Tavolacci v. Garges

*735The Family Court unfairly punished the appellant for moving with the parties’ children from Westchester County to Broome County, by requiring her to be responsible for all of the transportation of the children in connection with visitation, even though the petitioner had only requested that the appellant be responsible for one half of the transportation. The appellant’s move to Broome County was not made in bad faith to frustrate or hinder the petitioner’s exercise of his right to visitation, but was rather necessitated by the appellant’s new husband’s employer transferring him there (see, Weiss v Weiss, 52 NY2d 170, 177; Cmaylo v Cmaylo, 76 AD2d 898, 899). Moreover, the "economic realities” of this case did not dictate that the appellant absorb all of the costs of transportation as the petitioner was at least as financially able as the appellant to afford these costs (cf. Martinez v Konczewski, 85 AD2d 717, affd 57 NY2d 809). Rather, the circumstances dictate that the cost of transportation should be shared equitably between the parties (see, Schwartz v Schwartz, 91 AD2d 628, 630).

The court did not abuse its discretion in determining that in view of the changed circumstances brought about by the appellant’s move to Broome County, alternate weekend visitation at the petitioner’s home in Westchester County was in the children’s best interest (see, Domestic Relations Law § 240). This was in accordance with the recommendation of the Law Guardian, and was supported by the evidence presented at the hearing on the petition for modification of visitation.

The court was correct in its initial determination that venue was proper in Westchester County, as that was the residence of the petitioner when this proceeding was commenced, and was the county where the parties had lived when married (see, *736CPLR 503 [a]). It was also correct in its subsequent determination in the order dated March 18, 1985, that venue was proper in Westchester County for the hearing on the petition alleging violation by the appellant of the Family Court’s modified visitation order, since Westchester County had been the locality of the court that had issued the modified visitation order which the petitioner sought to enforce, and since the petitioner continued to reside there (see, Family Ct Act § 171; Matter of Garner v Forsythe, 80 AD2d 712, 713). Moreover, the Family Court did not abuse its discretion by refusing to transfer this matter to Broome County (see, Family Ct Act § 174; CPLR 510 [3]; Panicello v Panicello, 73 AD2d 595). The appellant’s chronic back problems were clearly not of such a nature that having to appear in Westchester County for a hearing would create an "enormous hardship” (cf. Messinger v Festa, 94 AD2d 792, 793; Windhurst v Town of Thompson, 78 AD2d 930, 931). Moreover, the fact that a number of potential material witnesses resided in Broome County "cannot be considered dispositive with respect to a change of venue motion” (American Consumer Ins. Co. v Goslin, 88 AD2d 941, 942).

The modified visitation order was made on the basis of a sufficient record, and the failure of the court to direct the preparation of probation reports and to consider such reports prior to making its determination on the petition to modify visitation did not constitute an abuse of discretion (cf. Avella v Avella, 74 AD2d 592). The appellant was afforded a full evidentiary hearing at which she was free to call any competent and material witnesses (cf. Matter of Wohl [Millay], 63 AD2d 718). Moreover, the testimony adduced at that hearing was sufficient to support the court’s determination that a modification of visitation was in the best interest of the children.

### Set of tasks
(a) According to the Tavolacci v. Garges decision, what made the appellant's move to Broome County necessary?
(b) List every statutory provision (not court cases) that the Tavolacci v. Garges decision cites.
(c) Resume the Tavolacci v. Garges decision from the point where it ends.

### Excerpts of location labeling data
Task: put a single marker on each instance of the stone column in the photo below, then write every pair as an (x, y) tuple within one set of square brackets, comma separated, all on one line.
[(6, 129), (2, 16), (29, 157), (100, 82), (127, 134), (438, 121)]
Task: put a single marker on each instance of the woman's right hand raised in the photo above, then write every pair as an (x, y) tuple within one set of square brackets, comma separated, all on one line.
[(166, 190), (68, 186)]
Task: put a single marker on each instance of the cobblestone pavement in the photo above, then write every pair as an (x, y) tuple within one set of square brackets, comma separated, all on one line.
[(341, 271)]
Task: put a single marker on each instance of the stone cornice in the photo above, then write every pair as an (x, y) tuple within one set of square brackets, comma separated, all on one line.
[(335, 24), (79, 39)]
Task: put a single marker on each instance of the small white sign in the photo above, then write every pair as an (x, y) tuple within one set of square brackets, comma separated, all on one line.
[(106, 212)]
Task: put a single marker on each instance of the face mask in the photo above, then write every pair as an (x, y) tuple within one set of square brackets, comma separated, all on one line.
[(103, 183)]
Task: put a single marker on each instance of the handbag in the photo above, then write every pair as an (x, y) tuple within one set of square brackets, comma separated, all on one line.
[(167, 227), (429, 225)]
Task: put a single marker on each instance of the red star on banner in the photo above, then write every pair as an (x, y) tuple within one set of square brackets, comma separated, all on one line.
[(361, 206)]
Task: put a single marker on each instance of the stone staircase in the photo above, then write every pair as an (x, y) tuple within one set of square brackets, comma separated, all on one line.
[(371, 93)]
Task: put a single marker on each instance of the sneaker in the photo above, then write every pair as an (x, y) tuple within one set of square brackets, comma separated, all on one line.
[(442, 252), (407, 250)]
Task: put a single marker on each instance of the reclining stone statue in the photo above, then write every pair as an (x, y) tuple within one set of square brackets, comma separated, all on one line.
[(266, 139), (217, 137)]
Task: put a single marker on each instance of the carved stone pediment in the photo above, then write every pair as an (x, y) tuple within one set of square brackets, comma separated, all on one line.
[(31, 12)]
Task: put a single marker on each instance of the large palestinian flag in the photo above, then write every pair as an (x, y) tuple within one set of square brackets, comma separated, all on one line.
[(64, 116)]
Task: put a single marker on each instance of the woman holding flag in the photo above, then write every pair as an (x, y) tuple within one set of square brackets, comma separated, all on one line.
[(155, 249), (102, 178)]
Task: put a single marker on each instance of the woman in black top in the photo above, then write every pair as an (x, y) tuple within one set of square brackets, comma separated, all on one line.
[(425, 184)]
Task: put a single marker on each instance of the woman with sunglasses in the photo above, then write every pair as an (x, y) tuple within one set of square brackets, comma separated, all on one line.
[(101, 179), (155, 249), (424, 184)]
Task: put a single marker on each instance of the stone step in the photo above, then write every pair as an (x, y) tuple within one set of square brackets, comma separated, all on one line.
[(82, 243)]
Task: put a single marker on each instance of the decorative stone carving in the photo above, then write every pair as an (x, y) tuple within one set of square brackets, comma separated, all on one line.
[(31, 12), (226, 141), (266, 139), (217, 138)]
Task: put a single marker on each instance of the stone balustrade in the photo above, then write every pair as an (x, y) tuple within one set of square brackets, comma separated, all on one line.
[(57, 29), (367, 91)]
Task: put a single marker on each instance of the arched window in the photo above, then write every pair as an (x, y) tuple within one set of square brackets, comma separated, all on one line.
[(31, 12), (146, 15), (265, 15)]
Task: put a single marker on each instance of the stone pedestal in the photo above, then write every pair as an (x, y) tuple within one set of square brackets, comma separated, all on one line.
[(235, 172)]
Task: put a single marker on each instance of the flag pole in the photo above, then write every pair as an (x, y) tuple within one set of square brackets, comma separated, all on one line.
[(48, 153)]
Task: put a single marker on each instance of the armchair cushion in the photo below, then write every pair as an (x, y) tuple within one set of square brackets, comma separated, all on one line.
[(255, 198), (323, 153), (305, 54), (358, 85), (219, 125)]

### Written responses
(a) Her new husband's employer transferred him to Broome County.

(b) Domestic Relations Law § 240; CPLR 503 [a]; Family Ct Act § 171; Family Ct Act § 174; CPLR 510 [3]

(c)
The court’s refusal to assign the appellant counsel at the outset of the hearing on the petition to modify visitation or to adjourn the hearing for more than 10 minutes so that she could obtain counsel did not violate her right to due process under the Federal Constitution, nor did it violate her statutory rights under Family Ct Act § 262 (a) (iii). The appellant had been duly advised prior to the hearing in connection with the Family Court’s prior denial of her motion to dismiss the petition for lack of jurisdiction and improper venue that the matter had been "preemptorially” set down for trial on November 5, 1984. She admitted that in the meantime she had consulted with counsel, and that she had already obtained an *737adjournment. She therefore had a full and adequate opportunity to obtain counsel prior to the hearing on November 5, 1984, and was not entitled to a further adjournment to obtain counsel. Moreover, the court properly concluded that the reason why the appellant had appeared for the hearing without counsel was not because she could not afford counsel, since she admitted she had conferred with counsel and asked for an adjournment so that she could obtain his presence. Thus, the court did not violate the appellant’s rights by refusing to assign her counsel.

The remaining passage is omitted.